▶ **Aim**: Reproduce all of the material exactly as shown.

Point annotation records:
::::::
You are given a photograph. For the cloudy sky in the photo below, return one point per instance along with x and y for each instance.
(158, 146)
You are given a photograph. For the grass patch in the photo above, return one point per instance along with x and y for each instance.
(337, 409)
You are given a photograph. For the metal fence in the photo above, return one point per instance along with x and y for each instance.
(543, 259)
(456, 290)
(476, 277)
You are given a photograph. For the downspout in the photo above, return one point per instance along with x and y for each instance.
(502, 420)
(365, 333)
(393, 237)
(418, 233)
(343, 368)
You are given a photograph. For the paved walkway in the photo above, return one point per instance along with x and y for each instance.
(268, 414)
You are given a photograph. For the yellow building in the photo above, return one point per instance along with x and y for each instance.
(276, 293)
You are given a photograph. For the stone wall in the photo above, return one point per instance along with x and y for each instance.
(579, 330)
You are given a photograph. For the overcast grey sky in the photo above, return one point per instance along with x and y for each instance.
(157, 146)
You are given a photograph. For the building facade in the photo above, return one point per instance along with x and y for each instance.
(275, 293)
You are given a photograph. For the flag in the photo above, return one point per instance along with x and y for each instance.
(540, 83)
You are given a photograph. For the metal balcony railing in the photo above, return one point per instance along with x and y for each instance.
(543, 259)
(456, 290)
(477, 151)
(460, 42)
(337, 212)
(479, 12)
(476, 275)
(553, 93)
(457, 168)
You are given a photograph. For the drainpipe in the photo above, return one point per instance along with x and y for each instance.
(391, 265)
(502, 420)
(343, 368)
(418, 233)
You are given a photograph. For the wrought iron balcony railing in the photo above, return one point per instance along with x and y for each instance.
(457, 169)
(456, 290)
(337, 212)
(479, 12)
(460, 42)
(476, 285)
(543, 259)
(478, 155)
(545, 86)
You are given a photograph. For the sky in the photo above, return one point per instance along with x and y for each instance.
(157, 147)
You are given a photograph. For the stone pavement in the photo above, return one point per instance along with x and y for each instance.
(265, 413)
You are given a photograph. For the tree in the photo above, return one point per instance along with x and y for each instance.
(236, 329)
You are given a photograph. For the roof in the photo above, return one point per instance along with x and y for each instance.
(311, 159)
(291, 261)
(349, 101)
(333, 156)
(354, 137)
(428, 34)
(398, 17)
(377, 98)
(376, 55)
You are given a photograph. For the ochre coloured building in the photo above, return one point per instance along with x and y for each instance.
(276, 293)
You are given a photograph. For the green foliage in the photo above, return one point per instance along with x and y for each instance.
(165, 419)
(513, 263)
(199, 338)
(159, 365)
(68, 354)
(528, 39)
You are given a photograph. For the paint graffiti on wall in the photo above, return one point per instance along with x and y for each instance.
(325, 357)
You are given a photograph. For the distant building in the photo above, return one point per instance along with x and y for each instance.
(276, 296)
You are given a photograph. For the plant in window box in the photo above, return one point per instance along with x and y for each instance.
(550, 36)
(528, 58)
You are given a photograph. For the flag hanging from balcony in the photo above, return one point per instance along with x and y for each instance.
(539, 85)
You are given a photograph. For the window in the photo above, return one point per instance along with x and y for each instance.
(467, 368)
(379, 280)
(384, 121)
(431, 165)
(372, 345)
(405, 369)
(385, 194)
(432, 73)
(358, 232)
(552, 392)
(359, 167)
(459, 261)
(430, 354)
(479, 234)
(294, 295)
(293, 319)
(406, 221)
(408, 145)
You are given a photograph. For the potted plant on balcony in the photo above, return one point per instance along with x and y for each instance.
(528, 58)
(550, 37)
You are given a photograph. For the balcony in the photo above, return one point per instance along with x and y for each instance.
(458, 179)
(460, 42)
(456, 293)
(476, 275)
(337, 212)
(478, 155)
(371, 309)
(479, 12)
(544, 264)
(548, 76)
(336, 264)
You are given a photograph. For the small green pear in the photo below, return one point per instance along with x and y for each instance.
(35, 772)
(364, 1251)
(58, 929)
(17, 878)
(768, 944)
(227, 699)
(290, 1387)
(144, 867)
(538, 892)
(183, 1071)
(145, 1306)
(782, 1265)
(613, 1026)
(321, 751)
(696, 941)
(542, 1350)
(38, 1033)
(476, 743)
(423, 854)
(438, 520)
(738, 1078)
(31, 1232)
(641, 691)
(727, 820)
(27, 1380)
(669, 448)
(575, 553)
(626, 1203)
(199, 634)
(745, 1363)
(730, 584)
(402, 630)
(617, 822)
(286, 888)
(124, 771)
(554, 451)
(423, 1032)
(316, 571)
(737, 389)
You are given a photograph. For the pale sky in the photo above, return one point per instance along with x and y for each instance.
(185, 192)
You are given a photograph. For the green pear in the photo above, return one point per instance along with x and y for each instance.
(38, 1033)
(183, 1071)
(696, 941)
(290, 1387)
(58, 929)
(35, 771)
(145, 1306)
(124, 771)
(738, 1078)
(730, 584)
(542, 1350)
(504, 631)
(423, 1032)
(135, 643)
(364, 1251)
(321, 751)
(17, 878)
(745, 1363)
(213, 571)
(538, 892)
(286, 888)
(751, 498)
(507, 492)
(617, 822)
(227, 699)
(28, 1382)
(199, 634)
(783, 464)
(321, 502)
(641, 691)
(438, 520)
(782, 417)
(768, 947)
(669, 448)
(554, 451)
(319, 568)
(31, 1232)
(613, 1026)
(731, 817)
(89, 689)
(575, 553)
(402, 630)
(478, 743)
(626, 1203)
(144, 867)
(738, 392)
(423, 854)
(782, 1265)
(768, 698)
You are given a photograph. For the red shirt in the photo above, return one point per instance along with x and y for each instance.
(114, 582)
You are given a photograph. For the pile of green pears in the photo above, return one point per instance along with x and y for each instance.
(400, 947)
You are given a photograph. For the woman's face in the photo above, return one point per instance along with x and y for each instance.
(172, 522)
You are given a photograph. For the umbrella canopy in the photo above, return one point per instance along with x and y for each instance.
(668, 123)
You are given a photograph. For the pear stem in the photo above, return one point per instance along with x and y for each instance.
::::::
▶ **Answer to this problem**:
You are given a photograph. For the cloudy sky in the photo below, return one point per instance along with x and y for each instance.
(158, 146)
You are given a photograph. For the grass patch in the photo above, return one point per instance along with x and y for each instance.
(337, 409)
You are given a photograph. For the metal fence in the photo above, return one point per instance along with x and y for each instance.
(543, 259)
(456, 290)
(476, 277)
You are given a photograph. For the downspout in the photo above, return one point per instance along with x and y for each instance.
(502, 420)
(365, 333)
(393, 237)
(418, 233)
(343, 368)
You are given a photograph. For the paved walkway in the photo above, return one point per instance along with x and y for each instance.
(268, 414)
You are given a photograph. For the yellow building in the photo above, return one point per instance along with x and y for each instance.
(276, 293)
You are given a photograph. For the stone wall in the photo above, return one point per instance along with x and y for each instance.
(579, 330)
You are given a photograph. For the overcast grey sky in the photo above, return one point per instance along with x and y for each instance.
(157, 146)
You are given a photograph. For the building facade in the photo above, return one point per instance along with x and y for each instance.
(275, 293)
You are given a photograph. For the flag in the photo above, return one point per instance along with x and y for each instance.
(540, 83)
You are given a photograph. For the metal balcony railing in the photo above, return one point per instance along with x and y for each instance.
(543, 259)
(456, 290)
(477, 151)
(460, 42)
(337, 212)
(479, 12)
(476, 275)
(553, 93)
(457, 168)
You are given a photograph. For the drainpipe in the photo above, return one point per instance along with x and y for each instance.
(391, 265)
(502, 420)
(343, 368)
(418, 233)
You are given a photograph. For the wrought iron balcony railing in the photo above, return one point per instance along with x and y for each instance.
(457, 169)
(456, 290)
(337, 212)
(479, 12)
(460, 42)
(476, 285)
(543, 259)
(478, 155)
(545, 86)
You are given a photograph. For the sky in the photo above, return one point per instance along with x and y for each instance.
(157, 147)
You are given a photograph. For the stone pavement in the photo above, return one point per instance along with x and y for each instance.
(265, 413)
You are given a photograph. For the tree in the photo above, return one point per instance along with x and y for each instance.
(236, 329)
You are given a photograph. For the roof in the photo above, return one point per instance along with x and y for each instance.
(311, 159)
(291, 261)
(349, 101)
(333, 156)
(354, 137)
(428, 34)
(398, 17)
(377, 98)
(376, 55)
You are given a photograph. For the ochre coloured building in the photo above, return one point per instance along with x and y for each instance.
(276, 293)
You are given a photograph. For the green foliage in the photo above, return one point per instance along with x and y for each instance.
(165, 419)
(513, 263)
(199, 338)
(159, 365)
(68, 354)
(528, 39)
You are given a photograph. For the paint graffiti on wall in the photo above, return one point per instance along with x and y for each instance.
(325, 357)
You are given a photograph. For the distant building in the photo above, return one point per instance along with x and y for each instance.
(276, 296)
You are given a photograph. For the plant in window box in the photo above, return one point per instance along with x and y for each instance.
(550, 36)
(528, 58)
You are given a photograph. For the flag hanging from balcony in the photo above, return one point per instance along with x and y for each instance.
(539, 85)
You are given a photograph. For the window in the photo above, return one point per instance along with x and y for each instance.
(467, 368)
(379, 280)
(384, 121)
(431, 165)
(372, 345)
(405, 369)
(385, 194)
(432, 73)
(358, 232)
(552, 392)
(359, 167)
(459, 261)
(430, 354)
(479, 234)
(294, 295)
(293, 319)
(406, 221)
(408, 145)
You are given a photograph. For the potted plant on balcony in the photo above, return one point per instance along with x and y for each instance.
(528, 58)
(550, 37)
You are given a photograph. For the balcony in the photo above, return one point per instance along with x and y for each instance.
(458, 179)
(460, 42)
(456, 293)
(476, 275)
(337, 212)
(478, 155)
(371, 309)
(479, 12)
(544, 264)
(548, 76)
(336, 264)
You are given a photograph. For the small green pear in the photo below, return one point per instance along with x and y for each instance.
(35, 772)
(364, 1251)
(58, 929)
(17, 878)
(768, 944)
(227, 699)
(290, 1387)
(144, 867)
(538, 892)
(183, 1071)
(145, 1306)
(782, 1265)
(613, 1026)
(321, 751)
(696, 941)
(542, 1350)
(38, 1033)
(476, 743)
(423, 854)
(438, 520)
(738, 1078)
(31, 1232)
(641, 691)
(727, 820)
(27, 1380)
(669, 448)
(575, 553)
(626, 1203)
(199, 634)
(745, 1363)
(730, 584)
(402, 630)
(617, 822)
(286, 888)
(124, 771)
(554, 451)
(423, 1032)
(316, 571)
(737, 389)
You are given a photograph. For the pale sky in the photo above, return one point per instance along with x and y for each instance.
(185, 192)
You are given a photograph. For the green pear in the photo above, return one point per instance along with x and y for each instance.
(38, 1033)
(183, 1071)
(696, 941)
(290, 1387)
(58, 929)
(35, 771)
(145, 1306)
(124, 771)
(738, 1078)
(730, 584)
(542, 1350)
(504, 631)
(423, 1032)
(135, 643)
(364, 1251)
(321, 751)
(17, 878)
(745, 1363)
(213, 571)
(538, 892)
(286, 888)
(751, 498)
(507, 492)
(617, 822)
(227, 699)
(28, 1382)
(199, 634)
(783, 464)
(321, 502)
(641, 691)
(438, 520)
(782, 417)
(768, 947)
(669, 448)
(554, 451)
(319, 568)
(31, 1232)
(613, 1026)
(731, 817)
(89, 689)
(575, 553)
(402, 630)
(478, 743)
(626, 1203)
(144, 867)
(738, 392)
(423, 854)
(782, 1265)
(768, 698)
You are given a photograph. For the red shirt in the photo above, return one point per instance along with x and y for each instance.
(114, 582)
You are given a photograph. For the pile of green pears in the photo above, return one point per instance along with x and y for each instance.
(400, 947)
You are given a photograph. For the woman's face in the photo above, return one point per instance along with x and y for each instance.
(172, 522)
You are given a photograph. For the umbrella canopy in the photo above, return one point per instance along with x and y for each instance.
(668, 123)
You are given a photograph. For the pear stem in the photo above, return one point per instance along with x and y for each instance.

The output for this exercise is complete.